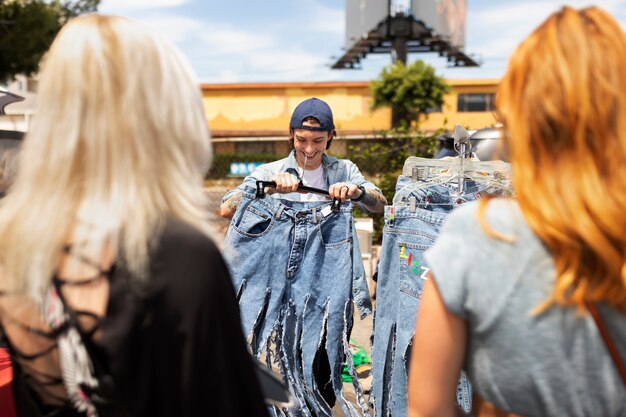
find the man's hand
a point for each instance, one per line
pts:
(374, 200)
(344, 191)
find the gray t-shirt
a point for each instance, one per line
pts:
(551, 364)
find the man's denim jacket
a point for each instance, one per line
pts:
(336, 170)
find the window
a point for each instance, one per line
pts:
(476, 102)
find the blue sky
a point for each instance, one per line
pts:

------------------------------------------------

▶ WHAT IS NEEDED:
Write out every line of the rows above as a JSON list of strings, with one string per line and no blank lines. Leave the pictures out.

▶ FINAL RESULT:
[
  "find the man's hand",
  "a point for each instance, one per line",
  "pts:",
  "(374, 200)",
  "(344, 191)",
  "find the gray t-shirt",
  "a point for each instance, one per line",
  "pts:",
  "(551, 364)",
  "find the man's denim jacket",
  "a point for each instance, one per line",
  "pts:",
  "(336, 170)",
  "find the window",
  "a point for each instance, one per line",
  "pts:",
  "(476, 102)",
  "find the blue sky",
  "a point for each instance, one per line",
  "pts:"
]